> **Brief**
Which lines below fall between the one containing "box: [609, 194, 620, 290]" and the one containing "positive clicks: (131, 239)"? Repeat them exactly, counting both of those lines, and add nothing else.

(Material supplied)

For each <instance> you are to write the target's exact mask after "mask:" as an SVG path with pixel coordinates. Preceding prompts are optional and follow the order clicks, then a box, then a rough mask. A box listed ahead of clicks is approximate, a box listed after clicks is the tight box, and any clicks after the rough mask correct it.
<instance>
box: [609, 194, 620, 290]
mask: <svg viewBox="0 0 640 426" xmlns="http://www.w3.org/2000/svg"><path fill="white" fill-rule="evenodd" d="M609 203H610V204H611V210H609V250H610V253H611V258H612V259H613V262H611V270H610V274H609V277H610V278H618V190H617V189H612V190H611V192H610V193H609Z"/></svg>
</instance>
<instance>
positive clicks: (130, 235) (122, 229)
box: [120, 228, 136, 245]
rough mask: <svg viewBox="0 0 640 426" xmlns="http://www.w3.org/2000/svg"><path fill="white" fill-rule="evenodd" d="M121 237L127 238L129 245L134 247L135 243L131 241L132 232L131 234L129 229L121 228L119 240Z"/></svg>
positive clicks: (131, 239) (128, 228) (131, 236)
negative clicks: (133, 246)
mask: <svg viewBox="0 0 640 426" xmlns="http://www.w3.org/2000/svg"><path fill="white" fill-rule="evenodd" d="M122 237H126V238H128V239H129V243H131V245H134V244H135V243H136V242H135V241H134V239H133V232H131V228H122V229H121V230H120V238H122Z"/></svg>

(End Material supplied)

> **Response box**
box: [609, 194, 620, 290]
mask: <svg viewBox="0 0 640 426" xmlns="http://www.w3.org/2000/svg"><path fill="white" fill-rule="evenodd" d="M609 203H610V204H611V210H609V250H610V253H611V258H612V259H613V262H611V270H610V274H609V277H610V278H618V190H617V189H612V190H611V192H610V193H609Z"/></svg>
</instance>
<instance>
positive clicks: (130, 235) (122, 229)
box: [120, 228, 136, 245]
rough mask: <svg viewBox="0 0 640 426" xmlns="http://www.w3.org/2000/svg"><path fill="white" fill-rule="evenodd" d="M121 237L127 238L129 245L134 247L135 243L131 241L132 232L131 234L129 229L121 228L119 240Z"/></svg>
positive clicks: (131, 239) (128, 228) (131, 236)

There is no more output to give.